## Start

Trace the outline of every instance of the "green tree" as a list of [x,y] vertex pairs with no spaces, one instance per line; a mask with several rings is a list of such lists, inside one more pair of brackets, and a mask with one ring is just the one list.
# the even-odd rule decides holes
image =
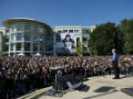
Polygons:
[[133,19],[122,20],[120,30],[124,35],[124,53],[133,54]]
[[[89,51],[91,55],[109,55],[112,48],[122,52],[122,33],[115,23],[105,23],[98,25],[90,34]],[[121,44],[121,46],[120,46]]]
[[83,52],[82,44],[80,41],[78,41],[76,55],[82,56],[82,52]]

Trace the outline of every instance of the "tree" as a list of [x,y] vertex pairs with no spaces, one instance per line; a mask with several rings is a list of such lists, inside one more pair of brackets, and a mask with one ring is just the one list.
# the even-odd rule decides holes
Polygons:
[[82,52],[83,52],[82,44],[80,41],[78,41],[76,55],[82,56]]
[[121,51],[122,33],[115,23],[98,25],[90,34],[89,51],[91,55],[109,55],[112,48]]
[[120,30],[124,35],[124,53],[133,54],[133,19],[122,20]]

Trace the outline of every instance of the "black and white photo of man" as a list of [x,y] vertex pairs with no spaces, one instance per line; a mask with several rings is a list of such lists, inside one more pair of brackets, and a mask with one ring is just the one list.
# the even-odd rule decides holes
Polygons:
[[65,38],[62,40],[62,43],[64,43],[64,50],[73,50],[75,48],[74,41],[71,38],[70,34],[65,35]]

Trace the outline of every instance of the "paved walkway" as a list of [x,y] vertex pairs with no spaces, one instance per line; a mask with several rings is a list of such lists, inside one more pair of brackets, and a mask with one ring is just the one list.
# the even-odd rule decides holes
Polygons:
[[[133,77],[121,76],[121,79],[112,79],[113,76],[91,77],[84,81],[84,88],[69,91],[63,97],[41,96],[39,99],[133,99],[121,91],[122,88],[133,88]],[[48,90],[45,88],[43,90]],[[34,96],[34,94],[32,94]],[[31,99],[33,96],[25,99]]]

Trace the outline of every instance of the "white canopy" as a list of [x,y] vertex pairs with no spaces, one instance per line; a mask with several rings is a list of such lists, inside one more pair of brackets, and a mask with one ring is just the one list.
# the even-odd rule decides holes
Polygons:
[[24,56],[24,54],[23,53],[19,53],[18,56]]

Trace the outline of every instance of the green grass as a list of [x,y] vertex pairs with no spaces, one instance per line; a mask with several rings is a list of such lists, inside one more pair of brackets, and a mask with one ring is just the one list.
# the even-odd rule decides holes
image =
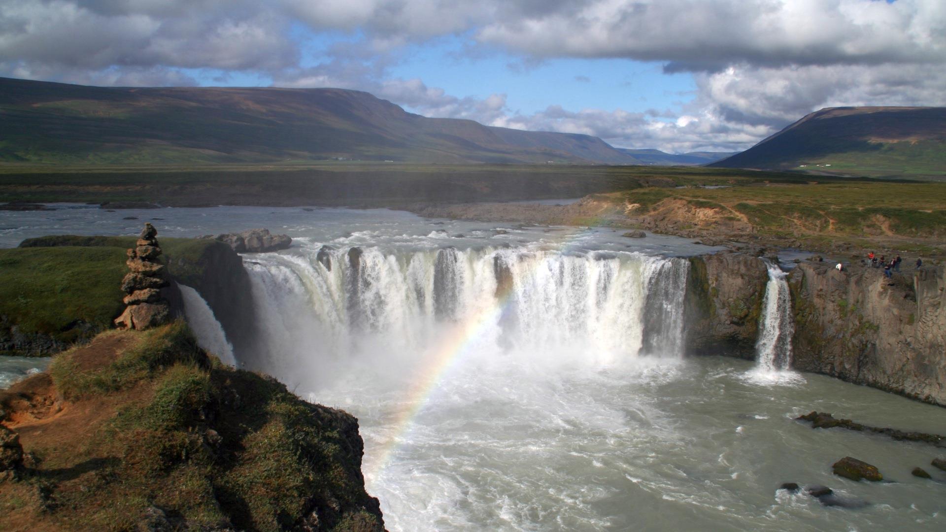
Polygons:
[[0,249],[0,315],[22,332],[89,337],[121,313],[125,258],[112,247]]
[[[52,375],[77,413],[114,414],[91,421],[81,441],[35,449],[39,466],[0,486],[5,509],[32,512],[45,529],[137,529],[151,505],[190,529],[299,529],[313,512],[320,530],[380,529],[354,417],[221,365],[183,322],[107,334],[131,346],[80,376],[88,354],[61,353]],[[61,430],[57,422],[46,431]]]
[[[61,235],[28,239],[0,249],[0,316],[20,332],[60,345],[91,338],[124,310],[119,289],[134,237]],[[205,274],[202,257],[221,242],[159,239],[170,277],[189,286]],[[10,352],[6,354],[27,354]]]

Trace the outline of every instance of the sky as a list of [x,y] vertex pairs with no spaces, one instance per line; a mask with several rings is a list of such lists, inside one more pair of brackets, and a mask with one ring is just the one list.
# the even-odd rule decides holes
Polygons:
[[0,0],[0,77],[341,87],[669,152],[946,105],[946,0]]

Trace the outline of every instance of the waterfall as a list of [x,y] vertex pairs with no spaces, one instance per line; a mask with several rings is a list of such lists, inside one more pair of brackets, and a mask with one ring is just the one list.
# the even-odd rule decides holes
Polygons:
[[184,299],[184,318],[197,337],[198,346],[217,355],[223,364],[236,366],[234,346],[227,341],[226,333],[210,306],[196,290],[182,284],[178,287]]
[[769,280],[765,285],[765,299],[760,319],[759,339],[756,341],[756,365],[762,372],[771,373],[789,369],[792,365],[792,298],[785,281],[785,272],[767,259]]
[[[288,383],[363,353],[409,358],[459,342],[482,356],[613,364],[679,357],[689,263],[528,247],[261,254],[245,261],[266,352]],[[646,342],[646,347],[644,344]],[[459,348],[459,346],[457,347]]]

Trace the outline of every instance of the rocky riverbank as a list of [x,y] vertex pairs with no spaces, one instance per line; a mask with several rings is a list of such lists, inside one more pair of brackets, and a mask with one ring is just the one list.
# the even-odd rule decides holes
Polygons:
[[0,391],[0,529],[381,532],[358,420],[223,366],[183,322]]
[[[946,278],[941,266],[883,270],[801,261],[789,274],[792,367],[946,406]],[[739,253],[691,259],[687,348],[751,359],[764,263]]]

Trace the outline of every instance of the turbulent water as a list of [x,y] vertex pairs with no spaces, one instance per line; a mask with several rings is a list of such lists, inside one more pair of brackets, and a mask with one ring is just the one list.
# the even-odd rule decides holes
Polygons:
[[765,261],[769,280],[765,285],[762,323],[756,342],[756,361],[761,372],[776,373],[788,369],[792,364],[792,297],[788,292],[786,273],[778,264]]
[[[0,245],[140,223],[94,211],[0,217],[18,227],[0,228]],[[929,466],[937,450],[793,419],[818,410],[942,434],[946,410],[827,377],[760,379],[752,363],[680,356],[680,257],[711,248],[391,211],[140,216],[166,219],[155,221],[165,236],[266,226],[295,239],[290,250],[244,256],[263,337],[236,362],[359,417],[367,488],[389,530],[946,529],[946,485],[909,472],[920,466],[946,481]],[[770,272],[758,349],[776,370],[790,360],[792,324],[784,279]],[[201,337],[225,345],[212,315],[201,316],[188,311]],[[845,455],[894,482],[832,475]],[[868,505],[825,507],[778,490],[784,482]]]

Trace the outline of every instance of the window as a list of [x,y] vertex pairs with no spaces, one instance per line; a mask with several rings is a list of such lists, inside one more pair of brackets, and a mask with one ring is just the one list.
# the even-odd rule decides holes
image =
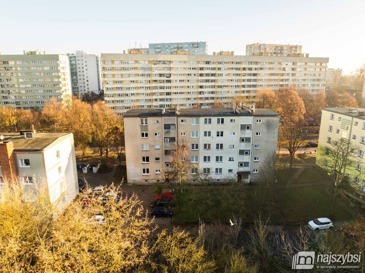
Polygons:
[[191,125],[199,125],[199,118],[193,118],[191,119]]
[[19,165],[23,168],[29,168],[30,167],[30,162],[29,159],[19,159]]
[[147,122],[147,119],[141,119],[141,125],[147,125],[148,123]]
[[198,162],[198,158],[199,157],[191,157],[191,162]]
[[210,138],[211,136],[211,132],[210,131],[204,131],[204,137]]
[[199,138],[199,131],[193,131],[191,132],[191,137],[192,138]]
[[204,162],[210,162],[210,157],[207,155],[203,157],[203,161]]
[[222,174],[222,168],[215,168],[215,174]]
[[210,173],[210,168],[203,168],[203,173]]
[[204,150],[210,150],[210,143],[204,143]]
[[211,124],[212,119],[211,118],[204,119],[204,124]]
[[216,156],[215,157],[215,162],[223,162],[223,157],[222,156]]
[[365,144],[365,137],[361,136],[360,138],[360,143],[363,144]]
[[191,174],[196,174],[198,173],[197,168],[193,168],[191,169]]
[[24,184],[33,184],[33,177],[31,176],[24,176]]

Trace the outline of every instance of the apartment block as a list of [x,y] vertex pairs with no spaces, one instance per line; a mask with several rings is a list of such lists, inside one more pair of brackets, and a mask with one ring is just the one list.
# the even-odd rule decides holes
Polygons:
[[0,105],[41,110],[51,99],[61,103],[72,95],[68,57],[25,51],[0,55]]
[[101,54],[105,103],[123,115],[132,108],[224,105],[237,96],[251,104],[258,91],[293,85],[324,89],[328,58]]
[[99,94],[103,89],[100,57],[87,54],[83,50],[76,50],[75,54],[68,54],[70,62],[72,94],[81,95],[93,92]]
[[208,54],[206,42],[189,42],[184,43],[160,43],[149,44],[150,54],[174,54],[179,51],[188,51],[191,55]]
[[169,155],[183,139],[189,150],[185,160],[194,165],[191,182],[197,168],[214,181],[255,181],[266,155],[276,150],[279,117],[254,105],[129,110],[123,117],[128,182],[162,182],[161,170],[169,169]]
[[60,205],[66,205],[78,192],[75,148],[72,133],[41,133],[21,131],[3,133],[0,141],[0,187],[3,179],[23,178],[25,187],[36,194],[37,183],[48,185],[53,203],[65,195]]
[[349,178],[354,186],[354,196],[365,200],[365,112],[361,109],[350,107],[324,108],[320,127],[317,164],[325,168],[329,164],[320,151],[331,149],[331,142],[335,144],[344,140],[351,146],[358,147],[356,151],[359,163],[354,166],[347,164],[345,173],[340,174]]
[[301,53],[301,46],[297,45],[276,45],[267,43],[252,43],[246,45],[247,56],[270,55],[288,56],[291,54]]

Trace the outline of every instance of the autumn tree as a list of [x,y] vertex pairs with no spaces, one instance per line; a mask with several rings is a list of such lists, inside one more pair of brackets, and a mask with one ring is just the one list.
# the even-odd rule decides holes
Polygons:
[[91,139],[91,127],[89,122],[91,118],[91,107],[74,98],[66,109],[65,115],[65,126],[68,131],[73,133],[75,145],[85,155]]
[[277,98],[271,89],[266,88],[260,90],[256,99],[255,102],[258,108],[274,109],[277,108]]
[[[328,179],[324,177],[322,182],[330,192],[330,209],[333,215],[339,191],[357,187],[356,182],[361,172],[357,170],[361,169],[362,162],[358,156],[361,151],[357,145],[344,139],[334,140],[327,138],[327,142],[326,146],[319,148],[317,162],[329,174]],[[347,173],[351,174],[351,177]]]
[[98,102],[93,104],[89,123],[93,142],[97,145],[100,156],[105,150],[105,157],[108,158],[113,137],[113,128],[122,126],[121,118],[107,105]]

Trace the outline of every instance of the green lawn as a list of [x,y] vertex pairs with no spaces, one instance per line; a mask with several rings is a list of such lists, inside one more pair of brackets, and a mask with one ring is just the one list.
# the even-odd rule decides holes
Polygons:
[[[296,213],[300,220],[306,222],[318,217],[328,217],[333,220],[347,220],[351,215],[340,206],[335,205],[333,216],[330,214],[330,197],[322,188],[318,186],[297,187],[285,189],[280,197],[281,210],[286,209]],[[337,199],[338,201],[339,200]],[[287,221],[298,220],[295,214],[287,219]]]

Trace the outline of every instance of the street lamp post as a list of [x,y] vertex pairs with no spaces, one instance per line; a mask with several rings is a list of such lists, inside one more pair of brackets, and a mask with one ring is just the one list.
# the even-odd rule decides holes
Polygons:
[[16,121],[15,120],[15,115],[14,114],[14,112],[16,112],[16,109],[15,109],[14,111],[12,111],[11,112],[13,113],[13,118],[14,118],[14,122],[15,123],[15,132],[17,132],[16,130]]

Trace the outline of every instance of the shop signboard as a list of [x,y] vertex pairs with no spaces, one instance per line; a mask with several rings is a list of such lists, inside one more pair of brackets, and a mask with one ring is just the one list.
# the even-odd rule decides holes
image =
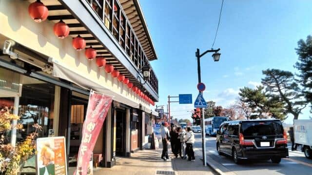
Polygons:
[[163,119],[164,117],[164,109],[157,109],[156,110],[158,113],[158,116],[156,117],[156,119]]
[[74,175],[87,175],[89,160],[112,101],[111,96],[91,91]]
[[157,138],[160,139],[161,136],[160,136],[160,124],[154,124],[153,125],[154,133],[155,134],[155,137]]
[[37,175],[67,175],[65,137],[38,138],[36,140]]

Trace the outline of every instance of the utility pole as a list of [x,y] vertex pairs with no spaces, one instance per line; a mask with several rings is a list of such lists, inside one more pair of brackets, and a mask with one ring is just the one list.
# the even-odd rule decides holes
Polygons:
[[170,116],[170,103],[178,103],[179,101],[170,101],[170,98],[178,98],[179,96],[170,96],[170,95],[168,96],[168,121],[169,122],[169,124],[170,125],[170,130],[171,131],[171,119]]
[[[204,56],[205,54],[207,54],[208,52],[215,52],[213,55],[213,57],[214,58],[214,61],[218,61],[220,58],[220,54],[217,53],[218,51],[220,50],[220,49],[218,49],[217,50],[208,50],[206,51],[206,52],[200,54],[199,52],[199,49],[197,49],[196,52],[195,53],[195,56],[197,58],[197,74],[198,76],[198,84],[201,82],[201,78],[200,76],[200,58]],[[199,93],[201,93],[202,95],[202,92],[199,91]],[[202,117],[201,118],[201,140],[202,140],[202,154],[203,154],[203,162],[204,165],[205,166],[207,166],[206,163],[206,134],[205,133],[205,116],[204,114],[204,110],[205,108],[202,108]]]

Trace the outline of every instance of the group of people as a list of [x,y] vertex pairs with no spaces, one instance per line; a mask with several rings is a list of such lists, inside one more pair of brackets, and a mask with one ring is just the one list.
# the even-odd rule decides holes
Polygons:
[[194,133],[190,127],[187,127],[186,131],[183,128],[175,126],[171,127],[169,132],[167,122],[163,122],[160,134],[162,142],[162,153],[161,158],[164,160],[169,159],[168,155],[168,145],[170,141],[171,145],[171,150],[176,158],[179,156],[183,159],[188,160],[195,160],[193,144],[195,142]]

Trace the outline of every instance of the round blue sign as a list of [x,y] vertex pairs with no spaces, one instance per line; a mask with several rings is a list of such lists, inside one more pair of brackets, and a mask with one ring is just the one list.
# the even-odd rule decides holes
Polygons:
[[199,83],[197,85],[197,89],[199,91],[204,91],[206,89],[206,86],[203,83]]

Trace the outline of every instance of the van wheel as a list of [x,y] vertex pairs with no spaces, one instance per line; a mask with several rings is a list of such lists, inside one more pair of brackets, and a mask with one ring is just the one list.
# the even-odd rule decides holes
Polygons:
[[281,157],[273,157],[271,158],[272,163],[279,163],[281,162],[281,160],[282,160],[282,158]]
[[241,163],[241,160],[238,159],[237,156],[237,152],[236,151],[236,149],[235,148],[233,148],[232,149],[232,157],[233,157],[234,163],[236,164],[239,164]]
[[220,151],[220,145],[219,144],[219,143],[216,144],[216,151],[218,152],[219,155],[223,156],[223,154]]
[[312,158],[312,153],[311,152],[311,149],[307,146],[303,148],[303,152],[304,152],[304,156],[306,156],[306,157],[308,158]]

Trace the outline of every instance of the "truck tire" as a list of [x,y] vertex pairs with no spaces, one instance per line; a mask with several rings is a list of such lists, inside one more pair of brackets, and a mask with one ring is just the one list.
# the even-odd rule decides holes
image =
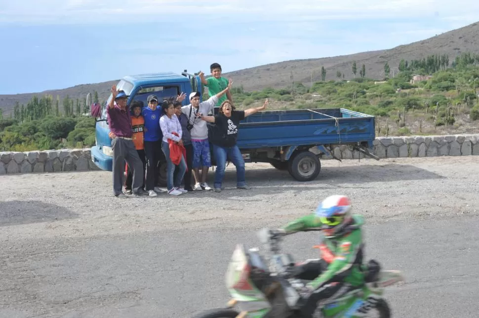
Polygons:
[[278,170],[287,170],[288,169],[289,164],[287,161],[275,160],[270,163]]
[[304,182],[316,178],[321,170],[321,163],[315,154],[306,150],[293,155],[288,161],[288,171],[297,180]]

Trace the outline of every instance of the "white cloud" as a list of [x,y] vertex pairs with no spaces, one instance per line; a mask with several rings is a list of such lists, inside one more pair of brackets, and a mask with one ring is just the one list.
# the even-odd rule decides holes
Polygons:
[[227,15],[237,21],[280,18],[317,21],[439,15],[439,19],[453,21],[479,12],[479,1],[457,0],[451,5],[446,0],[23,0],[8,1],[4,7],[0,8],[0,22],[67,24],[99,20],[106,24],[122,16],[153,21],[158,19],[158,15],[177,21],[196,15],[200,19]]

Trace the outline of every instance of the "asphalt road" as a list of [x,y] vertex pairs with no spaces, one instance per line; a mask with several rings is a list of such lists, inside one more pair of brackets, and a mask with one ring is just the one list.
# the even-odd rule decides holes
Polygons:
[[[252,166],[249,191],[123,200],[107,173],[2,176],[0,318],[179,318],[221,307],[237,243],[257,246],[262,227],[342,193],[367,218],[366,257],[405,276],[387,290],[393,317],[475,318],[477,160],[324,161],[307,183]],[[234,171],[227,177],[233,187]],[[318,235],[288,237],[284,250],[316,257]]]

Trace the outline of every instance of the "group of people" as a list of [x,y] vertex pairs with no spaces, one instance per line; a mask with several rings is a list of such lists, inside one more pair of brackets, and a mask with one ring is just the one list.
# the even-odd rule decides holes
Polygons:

## End

## What to do:
Could you reproduce the records verbatim from their very first line through the line containing "[[120,30],[124,35],[124,53],[133,54],[133,19],[122,20]]", both ends included, and leave the pictures out?

## Answer in full:
Trace the outline of every instance of the "green tree" as a list of [x,y] vertex pairs with no spaces, one instance per line; a mask with several rings is a list of such lists, inside one more pair of brackets, and a mask with one ring is just the one list.
# the even-odd rule decides holes
image =
Polygons:
[[133,19],[122,20],[120,30],[124,35],[124,53],[133,54]]
[[[89,51],[91,55],[109,55],[112,48],[122,52],[122,33],[115,23],[105,23],[98,25],[90,34]],[[121,44],[121,46],[120,46]]]
[[83,52],[82,44],[80,41],[78,41],[76,55],[82,56],[82,52]]

Trace the outline of every instance of the "tree" as a list of [x,y] vertex pairs with no spaces, one instance per line; a mask with several rings is a list of such lists, inside one more pair of brackets, and a mask with one ring is just the one list.
# the even-odd rule decides holes
Polygons:
[[82,52],[83,52],[82,44],[80,41],[78,41],[76,55],[82,56]]
[[121,51],[122,33],[115,23],[98,25],[90,34],[89,51],[91,55],[109,55],[112,48]]
[[120,30],[124,35],[124,53],[133,54],[133,19],[122,20]]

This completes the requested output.